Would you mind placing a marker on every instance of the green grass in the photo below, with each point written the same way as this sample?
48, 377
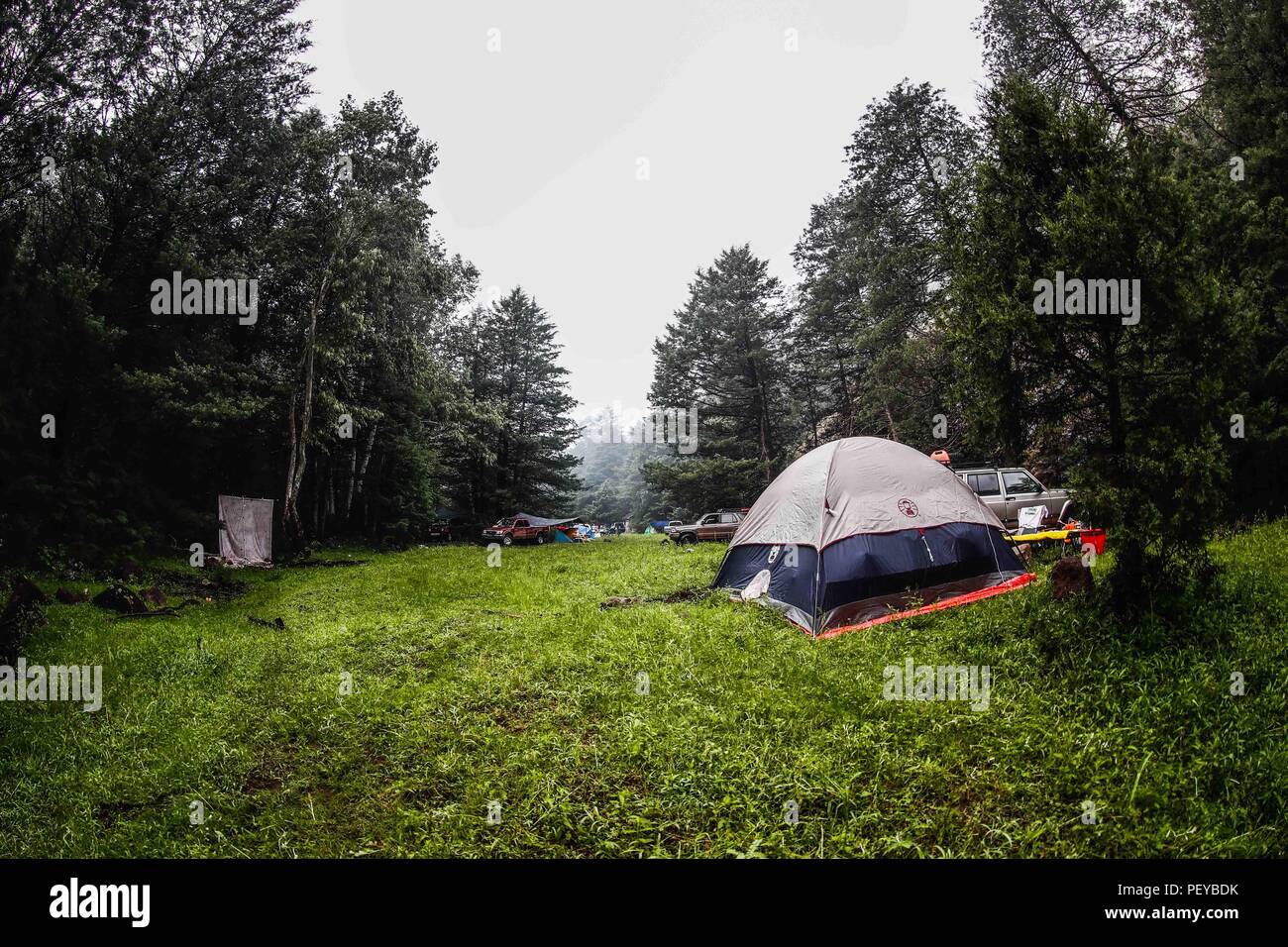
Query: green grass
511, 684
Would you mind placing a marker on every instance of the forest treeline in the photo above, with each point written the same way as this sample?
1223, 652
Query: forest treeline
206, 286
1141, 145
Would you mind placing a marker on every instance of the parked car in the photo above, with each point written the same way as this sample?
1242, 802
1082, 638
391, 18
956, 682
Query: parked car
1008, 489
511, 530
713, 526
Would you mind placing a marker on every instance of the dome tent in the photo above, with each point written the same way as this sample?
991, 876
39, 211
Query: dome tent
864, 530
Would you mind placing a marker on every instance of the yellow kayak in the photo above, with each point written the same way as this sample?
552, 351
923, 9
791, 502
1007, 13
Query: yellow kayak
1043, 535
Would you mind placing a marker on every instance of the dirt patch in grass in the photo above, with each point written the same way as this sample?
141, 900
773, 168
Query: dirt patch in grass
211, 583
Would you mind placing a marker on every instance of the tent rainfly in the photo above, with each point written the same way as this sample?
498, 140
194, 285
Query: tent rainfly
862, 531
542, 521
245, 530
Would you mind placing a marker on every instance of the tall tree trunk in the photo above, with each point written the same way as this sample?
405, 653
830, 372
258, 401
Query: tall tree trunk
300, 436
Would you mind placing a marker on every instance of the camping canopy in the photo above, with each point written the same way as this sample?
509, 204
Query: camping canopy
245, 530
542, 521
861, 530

═══

Work to complete: Every line from the one holding "of the dirt" through the final line of the listing must be echoed exactly; leave out all other lines.

Worked solution:
Would you mind placing a marker on every instance of the dirt patch in grass in the photo above, with each point written the same way as this sample?
141, 900
773, 168
Query: dirt patch in grass
211, 583
Would you mind placing a marker on every instance of the tent rainfly in the photo above, with each point written the same way as this sample?
498, 140
194, 285
Query: tent rainfly
862, 531
542, 521
245, 530
Would you mind placing a marker on every instance of the tall tree trunk in the photo above, with each point written the same way as this sample?
405, 653
830, 372
258, 401
Query: tall tree trunk
300, 436
Would you mind placing a marker on every instance of the camping canopy in the photo above, with each point written the same way as this sample?
509, 204
Query: camping canopy
245, 530
542, 521
861, 530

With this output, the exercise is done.